- _Assignment_:
Reproduce every record below exactly as written, leaving out any pictures.

═══ Information supplied

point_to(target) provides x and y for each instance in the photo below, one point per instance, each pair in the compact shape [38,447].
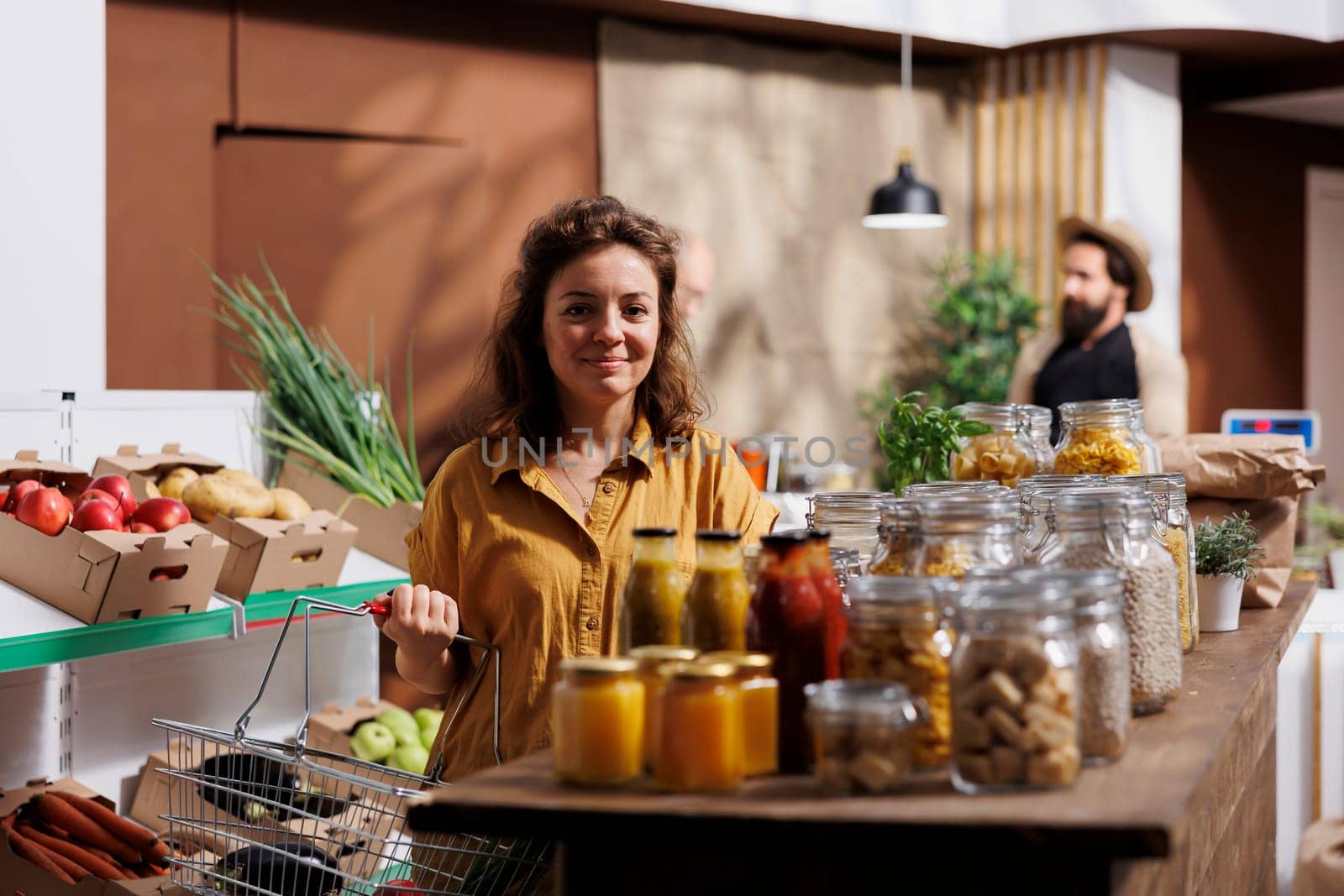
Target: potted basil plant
[1225,560]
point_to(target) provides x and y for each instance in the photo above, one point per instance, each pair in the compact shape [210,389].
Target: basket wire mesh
[265,819]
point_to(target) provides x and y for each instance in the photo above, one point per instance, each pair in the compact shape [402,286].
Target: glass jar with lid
[864,734]
[1008,453]
[898,631]
[651,604]
[954,533]
[851,516]
[1116,530]
[1014,687]
[1178,531]
[597,720]
[1100,437]
[1102,652]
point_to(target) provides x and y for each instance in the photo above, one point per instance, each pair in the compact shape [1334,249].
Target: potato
[213,495]
[289,506]
[172,484]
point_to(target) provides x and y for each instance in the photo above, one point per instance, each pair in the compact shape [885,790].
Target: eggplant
[286,868]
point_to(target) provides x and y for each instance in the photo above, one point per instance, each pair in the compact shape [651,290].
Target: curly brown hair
[512,374]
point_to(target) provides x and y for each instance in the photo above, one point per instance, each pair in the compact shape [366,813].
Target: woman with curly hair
[589,432]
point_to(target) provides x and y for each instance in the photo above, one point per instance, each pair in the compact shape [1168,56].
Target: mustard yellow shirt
[530,578]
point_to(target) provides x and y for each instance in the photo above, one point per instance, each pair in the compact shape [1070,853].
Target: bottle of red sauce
[788,620]
[832,598]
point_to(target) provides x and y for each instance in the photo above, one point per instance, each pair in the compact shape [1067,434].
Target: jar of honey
[701,745]
[759,708]
[651,660]
[597,720]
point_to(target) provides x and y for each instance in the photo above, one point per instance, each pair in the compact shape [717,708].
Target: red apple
[118,488]
[161,513]
[97,516]
[17,493]
[45,510]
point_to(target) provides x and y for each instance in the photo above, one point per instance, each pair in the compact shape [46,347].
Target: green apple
[373,741]
[428,719]
[401,723]
[410,758]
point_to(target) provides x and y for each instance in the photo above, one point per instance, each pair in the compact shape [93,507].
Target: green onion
[327,417]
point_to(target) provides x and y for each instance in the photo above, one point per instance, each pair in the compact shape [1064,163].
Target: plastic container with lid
[952,535]
[597,720]
[1116,528]
[898,631]
[1178,533]
[864,734]
[1101,437]
[759,708]
[1014,687]
[851,516]
[701,739]
[651,660]
[1011,452]
[651,604]
[714,616]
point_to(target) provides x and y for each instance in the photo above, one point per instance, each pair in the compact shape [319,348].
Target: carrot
[120,828]
[74,852]
[24,848]
[76,871]
[82,828]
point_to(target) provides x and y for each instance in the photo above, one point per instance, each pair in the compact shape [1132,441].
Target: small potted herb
[1225,559]
[918,443]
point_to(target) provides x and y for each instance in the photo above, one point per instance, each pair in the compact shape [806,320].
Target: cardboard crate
[105,577]
[264,555]
[382,531]
[365,826]
[20,876]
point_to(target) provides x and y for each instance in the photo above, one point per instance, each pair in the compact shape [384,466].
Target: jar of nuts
[1117,530]
[898,633]
[862,734]
[1014,687]
[956,533]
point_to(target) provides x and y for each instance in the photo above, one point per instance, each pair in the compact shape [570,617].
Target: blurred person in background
[1095,354]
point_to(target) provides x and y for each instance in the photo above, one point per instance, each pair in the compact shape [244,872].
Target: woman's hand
[423,624]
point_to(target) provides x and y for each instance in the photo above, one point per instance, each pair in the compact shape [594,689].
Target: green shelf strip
[273,606]
[100,640]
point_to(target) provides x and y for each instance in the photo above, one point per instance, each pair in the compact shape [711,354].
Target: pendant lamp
[905,203]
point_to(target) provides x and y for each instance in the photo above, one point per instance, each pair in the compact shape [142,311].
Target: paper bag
[1261,474]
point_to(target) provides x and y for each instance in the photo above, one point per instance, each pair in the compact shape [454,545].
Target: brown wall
[386,157]
[1243,194]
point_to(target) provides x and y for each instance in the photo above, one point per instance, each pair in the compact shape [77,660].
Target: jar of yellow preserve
[597,720]
[701,745]
[652,658]
[759,708]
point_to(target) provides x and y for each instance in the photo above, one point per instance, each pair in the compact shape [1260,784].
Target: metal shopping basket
[266,819]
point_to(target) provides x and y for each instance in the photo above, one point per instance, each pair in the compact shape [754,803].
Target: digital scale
[1240,421]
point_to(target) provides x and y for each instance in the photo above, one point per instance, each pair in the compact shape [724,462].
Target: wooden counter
[1189,809]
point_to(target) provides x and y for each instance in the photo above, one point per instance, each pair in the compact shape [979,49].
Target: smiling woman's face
[600,325]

══════

- _Solution for this problem_:
point_to(target) provides x and y for each instance in the photo below, one point per instance, each pair in the compact shape [38,447].
Target: potted basil plant
[1225,560]
point_to(target) provides x and y for each instance in the photo above, one point per instance, each pair in the compact shape [210,389].
Target: basket wire mesh
[265,819]
point_to(target) provides x and y for each instance in the photo above, one point per instance, each pair in the compact shape [402,286].
Target: glass jar with lid
[864,734]
[1008,453]
[898,631]
[651,604]
[954,533]
[851,516]
[1116,530]
[1014,687]
[1178,531]
[597,720]
[1100,437]
[1102,652]
point_to(target) provides x and y for each instance in the photo above, one point per instance, each pair in the compact shape [1334,249].
Target: potato
[213,495]
[289,506]
[172,484]
point_to(target) provides x and y for each instance in the photo above, one point per instance, each pair in the compact shape [885,790].
Target: eggplant
[286,868]
point_to(target) provides x and y for each instance in the photo above, one point per instance, each pair in the compact shape [651,290].
Target: curly brown hair
[512,374]
point_to(target) provides x and y for each instance in the photo above, one point per instance, each pair in the compact shape [366,813].
Target: woman with curly hair
[589,432]
point_to(target) provides x and y for each instance in the photo above, one point per instance, each pair in the compact shape [1168,56].
Target: mustard yellow shirt
[530,578]
point_to(target) provides x and y for each instance in the photo above, one point per instance, each pair in the compact shape [1070,853].
Target: bottle of red sauce
[788,620]
[832,598]
point_to(target) provides x and y for each instance in the photo above, one point per instance, each pair in the compact shape [1067,434].
Target: jar of honey
[701,745]
[759,708]
[651,660]
[597,720]
point_to(target) provides x and y for each instance in the photo above, one point per instance, each pair in the compact shape [717,708].
Target: red apple
[118,488]
[161,513]
[97,516]
[17,493]
[45,510]
point_to(target) provides x and y for each instance in the photo above, one point per instance, each pair in the compact shape [46,347].
Target: green apple
[373,741]
[428,719]
[401,723]
[410,758]
point_to(target) provides x and y for each instance in the photo above, one point per instance, each pair in the compact shape [93,507].
Target: green onion
[327,417]
point_to(target) provides x and y for each instance in the photo above, one point per instance, each pair in the compact shape [1064,163].
Target: plastic container with lid
[952,535]
[597,720]
[1116,528]
[898,631]
[1178,533]
[864,734]
[1101,437]
[759,708]
[1014,687]
[851,516]
[701,739]
[651,660]
[1011,452]
[651,604]
[714,616]
point_to(target) provides x and y for each instance in the photo above, one point per instance, each pair in the compact shape [319,348].
Target: carrot
[120,828]
[74,852]
[24,848]
[76,871]
[82,828]
point_to(target) provides x and y for each instance in the photo above, one point per instance, each pair in the compact shape [1132,441].
Target: small potted herb
[1225,559]
[918,443]
point_to(target) provides x and y for each instance in the photo above, one point per instance, each pair in the compact shape [806,320].
Target: cardboard crate
[105,577]
[264,555]
[382,531]
[365,826]
[20,876]
point_to(target) provides x and y for each instance in the photo above, one point per instance, each pair in the compact shape [384,466].
Target: jar of nuts
[1117,530]
[898,633]
[862,734]
[1014,687]
[956,533]
point_to(target) provides x and y for each instance in the photo above, one point per instance, each pair in the compact shape [570,617].
Target: blurred person in background
[1095,354]
point_to(target) provides x and y for each instance in the photo above, one point per instance, each pair in the compact shape [244,872].
Target: woman's hand
[423,624]
point_to(target) provides x and y for each instance in the photo above, one point per instance, each pair in the compact shape [594,689].
Target: green shelf strip
[273,606]
[100,640]
point_to(target) provides x and y for each instance in the photo above, one point per instance, each pair in the compact shape [711,354].
Target: pendant lamp
[905,203]
point_to(target) provides x and y for each instance in the photo above, one point per instance, each pair in the compact shape [142,311].
Target: paper bag
[1261,474]
point_to(target) provides x and y for each instance in the photo above, one point per instance, each pair in the compact shape [454,545].
Target: brown wall
[386,157]
[1243,194]
point_to(target) provides x and y for each instance in the photo above, one point per instance, each pair in the compact shape [77,660].
Target: jar of yellow preserve
[597,720]
[701,745]
[652,658]
[759,708]
point_to(target) provides x and y for each instance in the photo above, one point per instance, each pair in the compact shape [1260,784].
Target: metal shopping basket
[266,819]
point_to(target) provides x and y for each instance in the photo above, one point per instance, each pair in the compact shape [754,803].
Target: digital scale
[1240,421]
point_to(target) provides x and y for each instance in the photo above, one point per instance, each pair in the compact shape [724,462].
Target: wooden counter
[1189,809]
point_to(target) provides x and y for each instance in the photo above, one point per instance, each pair in the compact shape [979,49].
Target: smiling woman's face
[600,325]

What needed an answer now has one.